▸ **TASK STATEMENT**:
The required output is the exact sequence of lines from the line holding "Annotation task — pin every instance of the shrub" to the end of the records, inclusive.

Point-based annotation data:
::::::

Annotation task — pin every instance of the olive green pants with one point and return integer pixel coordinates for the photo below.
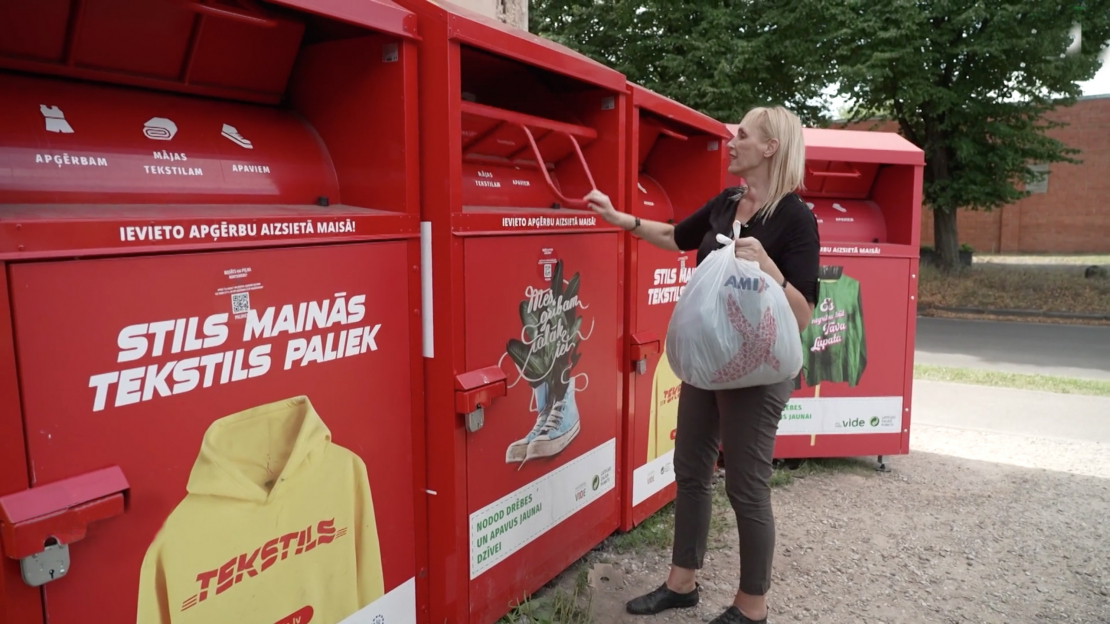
(744, 423)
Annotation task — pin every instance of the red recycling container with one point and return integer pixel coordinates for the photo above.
(523, 318)
(674, 152)
(210, 365)
(853, 395)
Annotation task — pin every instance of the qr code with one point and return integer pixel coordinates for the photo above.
(240, 302)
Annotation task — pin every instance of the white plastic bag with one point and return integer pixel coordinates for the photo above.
(733, 325)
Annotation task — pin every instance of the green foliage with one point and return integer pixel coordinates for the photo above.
(968, 81)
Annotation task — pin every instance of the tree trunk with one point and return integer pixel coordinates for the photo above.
(946, 239)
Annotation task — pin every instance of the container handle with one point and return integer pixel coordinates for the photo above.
(253, 14)
(576, 203)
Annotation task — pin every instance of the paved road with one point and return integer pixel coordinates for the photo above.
(1012, 411)
(1077, 351)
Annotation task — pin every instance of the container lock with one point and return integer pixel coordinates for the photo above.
(643, 345)
(38, 525)
(475, 391)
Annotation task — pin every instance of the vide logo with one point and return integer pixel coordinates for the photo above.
(856, 423)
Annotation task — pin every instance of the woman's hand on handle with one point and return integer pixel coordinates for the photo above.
(659, 234)
(749, 248)
(601, 204)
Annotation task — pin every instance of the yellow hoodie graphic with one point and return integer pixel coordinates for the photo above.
(663, 418)
(278, 527)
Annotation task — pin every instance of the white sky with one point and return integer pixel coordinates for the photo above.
(1097, 86)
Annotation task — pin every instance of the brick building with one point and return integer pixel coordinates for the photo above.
(1070, 213)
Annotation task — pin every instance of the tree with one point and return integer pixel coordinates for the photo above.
(718, 57)
(969, 82)
(971, 86)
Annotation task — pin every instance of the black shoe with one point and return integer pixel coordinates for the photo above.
(662, 600)
(734, 616)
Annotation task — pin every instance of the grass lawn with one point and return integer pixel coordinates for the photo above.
(999, 285)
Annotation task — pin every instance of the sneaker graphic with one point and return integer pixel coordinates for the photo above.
(233, 136)
(562, 426)
(517, 451)
(159, 129)
(56, 120)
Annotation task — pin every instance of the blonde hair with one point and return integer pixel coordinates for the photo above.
(788, 162)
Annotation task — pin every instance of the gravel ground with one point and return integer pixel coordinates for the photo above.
(951, 535)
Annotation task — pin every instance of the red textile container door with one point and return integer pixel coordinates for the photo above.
(853, 395)
(523, 318)
(210, 364)
(673, 154)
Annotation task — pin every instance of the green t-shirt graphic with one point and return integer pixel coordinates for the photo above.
(834, 344)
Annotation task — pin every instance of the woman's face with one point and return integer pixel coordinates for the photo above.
(747, 150)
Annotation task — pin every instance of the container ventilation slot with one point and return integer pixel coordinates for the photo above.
(493, 136)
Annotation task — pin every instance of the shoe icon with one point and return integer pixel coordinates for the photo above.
(159, 129)
(56, 120)
(561, 428)
(518, 451)
(233, 136)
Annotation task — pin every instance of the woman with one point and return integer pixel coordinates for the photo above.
(780, 234)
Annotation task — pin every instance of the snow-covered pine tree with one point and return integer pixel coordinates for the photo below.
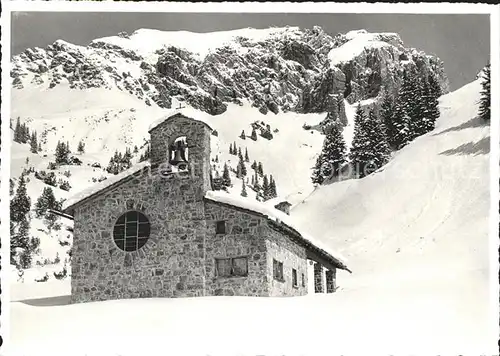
(243, 168)
(256, 185)
(485, 100)
(247, 159)
(45, 201)
(253, 136)
(20, 204)
(434, 86)
(333, 154)
(226, 178)
(62, 153)
(81, 147)
(272, 187)
(360, 155)
(377, 140)
(260, 169)
(243, 189)
(33, 143)
(317, 175)
(386, 117)
(17, 131)
(266, 194)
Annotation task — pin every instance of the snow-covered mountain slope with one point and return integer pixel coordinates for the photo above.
(276, 69)
(426, 209)
(415, 233)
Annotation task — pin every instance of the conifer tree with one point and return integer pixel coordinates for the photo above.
(256, 185)
(272, 187)
(265, 188)
(386, 117)
(333, 155)
(253, 136)
(317, 175)
(485, 100)
(243, 168)
(243, 189)
(260, 169)
(359, 155)
(435, 88)
(17, 131)
(81, 147)
(377, 143)
(239, 173)
(247, 159)
(20, 204)
(399, 127)
(46, 201)
(33, 143)
(226, 178)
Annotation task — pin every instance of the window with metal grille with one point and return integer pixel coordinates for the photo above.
(294, 277)
(278, 270)
(231, 267)
(131, 231)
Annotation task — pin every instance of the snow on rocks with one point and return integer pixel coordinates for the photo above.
(196, 115)
(272, 213)
(86, 193)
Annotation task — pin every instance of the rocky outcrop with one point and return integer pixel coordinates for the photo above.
(294, 70)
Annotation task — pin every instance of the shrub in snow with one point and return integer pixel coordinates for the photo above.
(61, 274)
(75, 161)
(64, 185)
(43, 278)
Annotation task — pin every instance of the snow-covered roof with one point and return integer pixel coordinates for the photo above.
(273, 214)
(96, 188)
(193, 114)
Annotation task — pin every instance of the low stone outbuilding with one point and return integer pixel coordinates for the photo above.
(159, 230)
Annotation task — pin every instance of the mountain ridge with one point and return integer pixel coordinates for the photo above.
(276, 69)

::::::

▸ **ANSWER IN FULL**:
Annotation task — pin every instance of the shrub in snow with one point and return integer pixel coordinates for the photo above.
(61, 274)
(75, 161)
(64, 185)
(43, 278)
Annotation task — pin every instance of the snow-covered roof with one point and return integer pixel coordinates for the photo above.
(273, 214)
(96, 188)
(193, 114)
Annotation task — pin every instance of the low stone outbuilding with one point and return integer pixel coordinates for the photo above.
(159, 230)
Annotation task — pin every instance of the mountain ridge with one point and return integer pixel coordinates for the photo above.
(276, 69)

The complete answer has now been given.